WHAT IS BEING ASKED: For each line in the data that includes "block", make a copy.

════════════════

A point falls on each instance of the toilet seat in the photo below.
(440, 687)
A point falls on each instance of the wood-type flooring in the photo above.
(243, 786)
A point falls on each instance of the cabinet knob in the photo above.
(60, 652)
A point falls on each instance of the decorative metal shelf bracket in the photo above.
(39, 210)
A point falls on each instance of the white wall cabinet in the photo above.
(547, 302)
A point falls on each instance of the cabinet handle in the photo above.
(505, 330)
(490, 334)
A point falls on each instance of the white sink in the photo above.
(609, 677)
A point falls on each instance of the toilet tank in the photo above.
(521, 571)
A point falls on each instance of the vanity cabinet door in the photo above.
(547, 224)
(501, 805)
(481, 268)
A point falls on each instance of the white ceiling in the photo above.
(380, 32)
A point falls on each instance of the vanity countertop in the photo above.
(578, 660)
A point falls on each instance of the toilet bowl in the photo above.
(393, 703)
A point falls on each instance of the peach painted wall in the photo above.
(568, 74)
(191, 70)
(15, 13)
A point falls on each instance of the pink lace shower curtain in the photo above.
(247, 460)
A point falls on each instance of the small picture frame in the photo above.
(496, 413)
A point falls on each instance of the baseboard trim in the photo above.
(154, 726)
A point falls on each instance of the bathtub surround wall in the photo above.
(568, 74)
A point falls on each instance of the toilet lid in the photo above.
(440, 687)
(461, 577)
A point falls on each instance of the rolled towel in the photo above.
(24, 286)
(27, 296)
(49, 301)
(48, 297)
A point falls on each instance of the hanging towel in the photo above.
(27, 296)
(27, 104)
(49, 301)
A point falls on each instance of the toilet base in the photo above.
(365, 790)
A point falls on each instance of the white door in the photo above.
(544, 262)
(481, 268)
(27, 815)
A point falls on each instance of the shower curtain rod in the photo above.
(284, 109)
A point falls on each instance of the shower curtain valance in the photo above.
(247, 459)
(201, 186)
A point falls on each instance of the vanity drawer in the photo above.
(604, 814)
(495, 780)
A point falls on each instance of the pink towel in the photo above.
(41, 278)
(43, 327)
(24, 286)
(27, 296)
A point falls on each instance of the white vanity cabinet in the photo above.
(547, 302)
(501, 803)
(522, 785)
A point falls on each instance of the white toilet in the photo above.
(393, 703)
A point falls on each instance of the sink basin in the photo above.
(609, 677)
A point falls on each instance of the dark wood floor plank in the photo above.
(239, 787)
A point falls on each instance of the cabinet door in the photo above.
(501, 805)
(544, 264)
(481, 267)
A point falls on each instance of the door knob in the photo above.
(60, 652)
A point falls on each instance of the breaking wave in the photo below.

════════════════

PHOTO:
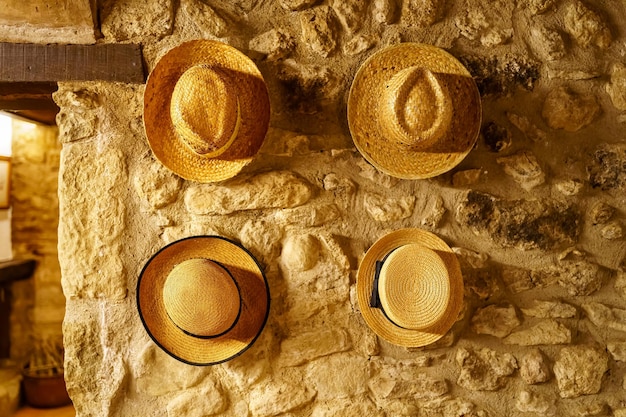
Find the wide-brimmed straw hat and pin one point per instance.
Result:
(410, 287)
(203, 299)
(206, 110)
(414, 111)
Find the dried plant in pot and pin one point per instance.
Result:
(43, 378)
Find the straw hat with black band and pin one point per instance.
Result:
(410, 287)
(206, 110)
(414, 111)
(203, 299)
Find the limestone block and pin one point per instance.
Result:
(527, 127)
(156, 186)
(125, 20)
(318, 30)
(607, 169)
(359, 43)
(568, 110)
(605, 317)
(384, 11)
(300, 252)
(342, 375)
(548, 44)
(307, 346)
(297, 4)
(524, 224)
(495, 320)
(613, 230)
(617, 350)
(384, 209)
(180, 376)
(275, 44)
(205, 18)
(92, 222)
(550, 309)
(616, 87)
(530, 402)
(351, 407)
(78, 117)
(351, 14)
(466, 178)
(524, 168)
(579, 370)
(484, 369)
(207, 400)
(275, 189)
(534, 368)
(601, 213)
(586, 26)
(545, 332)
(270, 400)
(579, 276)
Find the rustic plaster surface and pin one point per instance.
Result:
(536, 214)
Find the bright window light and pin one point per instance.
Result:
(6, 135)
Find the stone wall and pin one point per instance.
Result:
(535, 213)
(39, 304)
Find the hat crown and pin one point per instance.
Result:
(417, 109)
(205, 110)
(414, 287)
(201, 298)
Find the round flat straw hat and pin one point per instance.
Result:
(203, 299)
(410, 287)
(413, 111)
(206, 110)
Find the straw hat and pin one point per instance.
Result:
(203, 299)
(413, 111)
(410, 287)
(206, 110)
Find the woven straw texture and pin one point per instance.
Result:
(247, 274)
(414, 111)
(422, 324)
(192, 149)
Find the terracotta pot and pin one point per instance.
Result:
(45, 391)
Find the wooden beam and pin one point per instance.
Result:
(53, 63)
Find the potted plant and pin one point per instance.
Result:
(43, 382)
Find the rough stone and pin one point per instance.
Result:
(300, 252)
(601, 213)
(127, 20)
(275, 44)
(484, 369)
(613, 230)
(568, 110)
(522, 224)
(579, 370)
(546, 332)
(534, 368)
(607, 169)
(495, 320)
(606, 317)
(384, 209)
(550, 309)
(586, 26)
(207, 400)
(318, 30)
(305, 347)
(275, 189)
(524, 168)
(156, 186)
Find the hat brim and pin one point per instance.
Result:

════════════════

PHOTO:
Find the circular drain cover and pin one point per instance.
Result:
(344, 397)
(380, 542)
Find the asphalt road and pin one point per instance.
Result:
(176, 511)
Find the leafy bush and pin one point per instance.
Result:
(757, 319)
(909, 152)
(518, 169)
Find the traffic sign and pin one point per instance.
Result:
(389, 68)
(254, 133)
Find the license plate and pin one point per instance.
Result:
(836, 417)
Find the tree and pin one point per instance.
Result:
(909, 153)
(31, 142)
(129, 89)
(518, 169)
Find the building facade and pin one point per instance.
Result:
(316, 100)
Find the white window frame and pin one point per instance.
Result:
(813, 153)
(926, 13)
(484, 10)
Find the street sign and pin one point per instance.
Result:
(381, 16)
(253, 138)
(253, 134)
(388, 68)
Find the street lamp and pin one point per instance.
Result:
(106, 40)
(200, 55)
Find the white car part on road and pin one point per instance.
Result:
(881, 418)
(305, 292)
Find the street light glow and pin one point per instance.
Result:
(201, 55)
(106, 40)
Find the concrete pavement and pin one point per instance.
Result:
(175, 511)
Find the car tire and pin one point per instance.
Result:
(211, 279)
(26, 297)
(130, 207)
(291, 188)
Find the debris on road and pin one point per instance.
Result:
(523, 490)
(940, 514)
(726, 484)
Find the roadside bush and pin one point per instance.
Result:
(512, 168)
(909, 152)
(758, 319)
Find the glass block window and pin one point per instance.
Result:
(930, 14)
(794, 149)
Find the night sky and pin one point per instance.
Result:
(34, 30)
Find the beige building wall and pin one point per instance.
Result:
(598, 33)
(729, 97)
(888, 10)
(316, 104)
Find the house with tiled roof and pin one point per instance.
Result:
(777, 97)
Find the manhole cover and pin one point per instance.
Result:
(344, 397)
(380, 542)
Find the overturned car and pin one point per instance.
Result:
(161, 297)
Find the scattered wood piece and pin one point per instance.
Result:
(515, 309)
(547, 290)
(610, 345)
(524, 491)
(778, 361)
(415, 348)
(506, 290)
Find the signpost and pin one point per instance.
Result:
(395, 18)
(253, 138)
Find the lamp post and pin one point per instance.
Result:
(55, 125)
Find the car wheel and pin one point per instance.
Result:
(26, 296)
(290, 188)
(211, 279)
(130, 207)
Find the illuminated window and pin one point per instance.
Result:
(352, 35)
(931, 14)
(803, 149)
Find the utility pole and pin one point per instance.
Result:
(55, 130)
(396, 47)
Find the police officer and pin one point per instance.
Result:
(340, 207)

════════════════

SOLUTION BELOW:
Find the limestone block and pin one point per instance.
Find the glass block window and pin one point per instance.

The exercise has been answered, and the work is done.